THE EXERCISE => What is needed is the run of lines from the one with "I would be grateful if you could tag the riverbank" through the close of the data, set down exactly.

Pointing dataset excerpts:
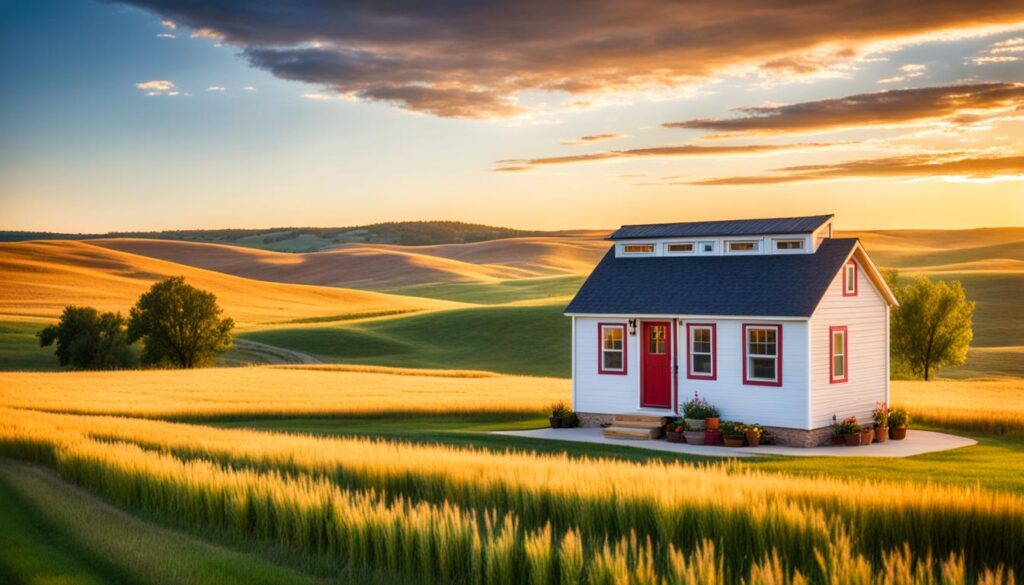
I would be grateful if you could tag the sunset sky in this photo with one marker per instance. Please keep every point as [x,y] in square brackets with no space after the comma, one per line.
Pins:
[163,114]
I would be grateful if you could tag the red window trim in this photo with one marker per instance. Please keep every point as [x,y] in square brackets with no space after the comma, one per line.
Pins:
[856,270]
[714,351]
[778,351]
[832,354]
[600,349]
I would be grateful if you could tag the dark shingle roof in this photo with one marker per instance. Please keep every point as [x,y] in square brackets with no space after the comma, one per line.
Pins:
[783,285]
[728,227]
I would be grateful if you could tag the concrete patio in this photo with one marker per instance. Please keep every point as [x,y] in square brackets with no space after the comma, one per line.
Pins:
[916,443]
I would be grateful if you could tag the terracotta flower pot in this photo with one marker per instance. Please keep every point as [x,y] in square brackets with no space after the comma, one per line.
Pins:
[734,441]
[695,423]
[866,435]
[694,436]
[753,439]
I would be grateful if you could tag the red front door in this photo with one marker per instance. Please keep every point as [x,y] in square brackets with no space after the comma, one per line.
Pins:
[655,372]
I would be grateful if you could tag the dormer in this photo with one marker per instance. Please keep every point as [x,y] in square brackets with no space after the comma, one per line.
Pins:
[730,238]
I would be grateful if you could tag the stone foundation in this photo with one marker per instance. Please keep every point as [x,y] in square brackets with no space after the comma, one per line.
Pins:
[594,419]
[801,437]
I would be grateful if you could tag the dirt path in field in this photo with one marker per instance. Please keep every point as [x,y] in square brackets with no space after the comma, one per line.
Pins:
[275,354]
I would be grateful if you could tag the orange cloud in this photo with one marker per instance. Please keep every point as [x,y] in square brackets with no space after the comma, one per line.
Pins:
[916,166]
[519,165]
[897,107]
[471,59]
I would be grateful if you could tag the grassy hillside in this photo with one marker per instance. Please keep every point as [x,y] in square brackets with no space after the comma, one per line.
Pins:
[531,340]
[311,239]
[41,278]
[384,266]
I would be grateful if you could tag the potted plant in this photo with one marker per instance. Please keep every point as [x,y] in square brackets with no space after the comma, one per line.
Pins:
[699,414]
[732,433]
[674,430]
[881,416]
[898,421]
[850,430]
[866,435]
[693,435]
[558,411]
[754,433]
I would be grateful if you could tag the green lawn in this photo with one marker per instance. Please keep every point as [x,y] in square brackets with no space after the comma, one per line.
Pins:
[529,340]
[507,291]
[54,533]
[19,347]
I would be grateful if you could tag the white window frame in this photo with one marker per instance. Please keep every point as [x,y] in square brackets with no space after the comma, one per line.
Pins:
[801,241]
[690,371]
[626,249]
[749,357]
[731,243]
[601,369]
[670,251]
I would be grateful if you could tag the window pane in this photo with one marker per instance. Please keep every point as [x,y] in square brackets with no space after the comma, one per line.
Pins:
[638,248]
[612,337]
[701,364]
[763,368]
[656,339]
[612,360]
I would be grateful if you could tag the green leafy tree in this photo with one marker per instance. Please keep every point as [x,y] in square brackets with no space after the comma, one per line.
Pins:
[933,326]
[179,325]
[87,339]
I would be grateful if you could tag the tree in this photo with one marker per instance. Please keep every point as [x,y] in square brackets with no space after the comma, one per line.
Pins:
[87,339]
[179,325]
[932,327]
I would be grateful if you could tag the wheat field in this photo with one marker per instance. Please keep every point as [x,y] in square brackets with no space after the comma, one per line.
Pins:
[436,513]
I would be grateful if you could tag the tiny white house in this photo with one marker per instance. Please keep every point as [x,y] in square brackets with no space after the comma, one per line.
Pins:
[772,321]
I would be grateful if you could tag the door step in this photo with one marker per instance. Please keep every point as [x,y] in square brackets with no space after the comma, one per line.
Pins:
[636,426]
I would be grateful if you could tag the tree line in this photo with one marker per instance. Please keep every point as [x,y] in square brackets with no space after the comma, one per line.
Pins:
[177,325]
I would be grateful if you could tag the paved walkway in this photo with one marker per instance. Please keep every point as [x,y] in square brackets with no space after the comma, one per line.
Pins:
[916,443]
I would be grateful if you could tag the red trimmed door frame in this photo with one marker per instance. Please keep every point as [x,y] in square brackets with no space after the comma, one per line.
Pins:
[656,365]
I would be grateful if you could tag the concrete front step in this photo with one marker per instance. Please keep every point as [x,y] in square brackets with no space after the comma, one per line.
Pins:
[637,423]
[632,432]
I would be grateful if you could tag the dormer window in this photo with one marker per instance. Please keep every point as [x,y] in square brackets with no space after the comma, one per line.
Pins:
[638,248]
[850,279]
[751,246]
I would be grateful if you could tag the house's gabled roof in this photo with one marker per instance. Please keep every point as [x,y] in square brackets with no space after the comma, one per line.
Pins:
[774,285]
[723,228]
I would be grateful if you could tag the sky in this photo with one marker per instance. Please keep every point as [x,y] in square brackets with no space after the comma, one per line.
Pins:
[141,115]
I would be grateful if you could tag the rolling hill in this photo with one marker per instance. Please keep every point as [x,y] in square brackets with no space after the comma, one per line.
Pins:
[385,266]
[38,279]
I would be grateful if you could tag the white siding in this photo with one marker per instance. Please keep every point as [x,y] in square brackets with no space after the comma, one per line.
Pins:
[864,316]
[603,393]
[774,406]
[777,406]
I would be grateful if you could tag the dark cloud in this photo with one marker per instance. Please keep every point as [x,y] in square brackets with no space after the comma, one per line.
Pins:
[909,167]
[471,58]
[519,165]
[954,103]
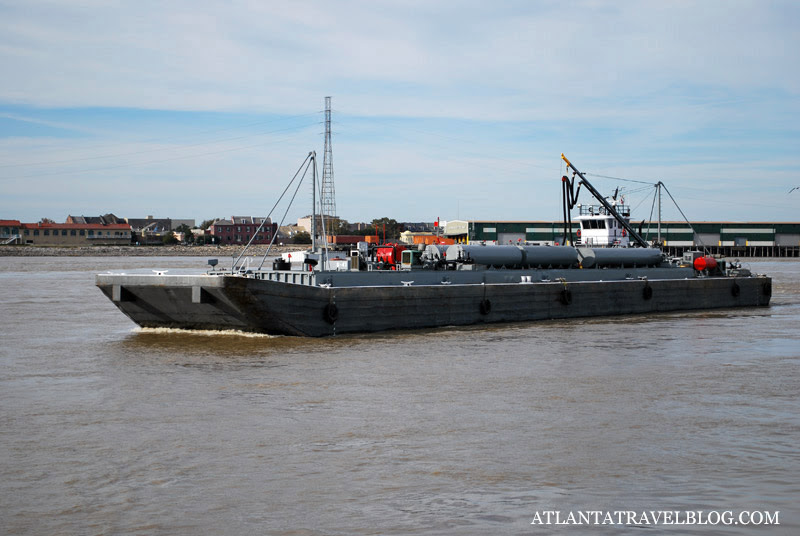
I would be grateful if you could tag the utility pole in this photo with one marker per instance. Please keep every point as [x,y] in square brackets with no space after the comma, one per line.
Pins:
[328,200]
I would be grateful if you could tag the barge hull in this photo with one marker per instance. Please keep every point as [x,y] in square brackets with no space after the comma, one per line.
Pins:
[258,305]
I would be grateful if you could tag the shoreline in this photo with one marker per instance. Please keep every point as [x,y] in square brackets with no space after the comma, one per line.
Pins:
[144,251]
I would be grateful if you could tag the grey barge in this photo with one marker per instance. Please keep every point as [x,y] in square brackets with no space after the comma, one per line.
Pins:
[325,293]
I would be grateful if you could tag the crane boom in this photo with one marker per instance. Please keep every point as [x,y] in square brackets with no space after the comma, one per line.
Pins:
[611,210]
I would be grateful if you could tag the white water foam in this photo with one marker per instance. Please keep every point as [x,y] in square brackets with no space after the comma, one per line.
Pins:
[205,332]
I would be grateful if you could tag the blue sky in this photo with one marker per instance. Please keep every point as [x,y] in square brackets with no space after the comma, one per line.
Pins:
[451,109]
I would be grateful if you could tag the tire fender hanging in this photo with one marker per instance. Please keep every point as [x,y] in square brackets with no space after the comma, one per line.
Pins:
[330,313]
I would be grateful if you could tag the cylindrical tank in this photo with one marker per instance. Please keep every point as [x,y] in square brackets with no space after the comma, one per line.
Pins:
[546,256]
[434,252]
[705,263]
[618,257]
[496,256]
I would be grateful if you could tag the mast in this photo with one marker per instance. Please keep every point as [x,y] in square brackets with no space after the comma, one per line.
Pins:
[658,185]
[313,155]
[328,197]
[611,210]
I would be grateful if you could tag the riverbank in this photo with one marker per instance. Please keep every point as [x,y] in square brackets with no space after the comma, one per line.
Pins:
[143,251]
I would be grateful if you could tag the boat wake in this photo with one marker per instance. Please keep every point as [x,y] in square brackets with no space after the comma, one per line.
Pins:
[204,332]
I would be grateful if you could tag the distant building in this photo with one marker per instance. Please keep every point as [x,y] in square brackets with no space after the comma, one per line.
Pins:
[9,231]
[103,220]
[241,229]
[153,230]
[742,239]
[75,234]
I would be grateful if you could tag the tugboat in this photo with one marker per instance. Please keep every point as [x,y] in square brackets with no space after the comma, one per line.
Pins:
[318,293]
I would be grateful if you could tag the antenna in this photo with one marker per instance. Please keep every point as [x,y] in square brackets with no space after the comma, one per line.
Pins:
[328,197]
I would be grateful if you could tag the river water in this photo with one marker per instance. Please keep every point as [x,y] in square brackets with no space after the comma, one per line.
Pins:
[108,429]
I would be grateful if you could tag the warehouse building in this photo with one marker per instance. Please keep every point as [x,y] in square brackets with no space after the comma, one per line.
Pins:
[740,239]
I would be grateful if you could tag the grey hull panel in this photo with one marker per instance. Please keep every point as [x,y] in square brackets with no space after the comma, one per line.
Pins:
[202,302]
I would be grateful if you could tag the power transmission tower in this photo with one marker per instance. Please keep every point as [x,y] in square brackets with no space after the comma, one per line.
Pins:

SOLUTION =>
I would be grateful if you could tag the riverbank in this photo with one marker per instance. Please keep every point as [x,y] in square brackets with no space after the comma, one per line.
Pins:
[143,251]
I would be grateful if you could tag the boat wake in this photo with one marker per instance. Please keep every point as [x,y] in square brackets with no space after the comma, one per line.
Pins:
[204,332]
I would be grateful if you could tag the distant building in this photo with one marker per instance. Please keep every point as [x,y] in square brackets with no space after the comma, one per line.
Pins:
[9,231]
[103,220]
[241,229]
[153,230]
[742,239]
[75,234]
I would be grateful if you could tag the tugboat in this photo with one marker per instance. Please keep every point as [x,y] in square brackets with no space after the comma, one per line.
Pins:
[318,293]
I would be grateful if you could tag the antenna in this photo with one marker per instance. Please keep every point as [x,y] in square brackets with no space after the comma, one per line.
Pins:
[328,197]
I would be grateful if you could tag the river water in this photo with one marker per instance. Please keep every point as [x,y] in square brackets with no space after the comma, one per line.
Pins:
[108,429]
I would be grateful if you could tag the warehouse building in this photo with one marker per instance. Please keep every point as [x,y] in square brackets with no space after the comma, one per line.
Pins:
[740,239]
I would be grateful if you could tag the grey hull panel in this photo with one marker per instance. Please keep every point as [x,y] in square brackets with no space after the comma, one per line.
Pins:
[202,302]
I would be grateful if you could tag the power transmission tower in this photo with one marker per instance. Please keep every point as [x,y] in square brackets with no space after the comma, one per line.
Pins:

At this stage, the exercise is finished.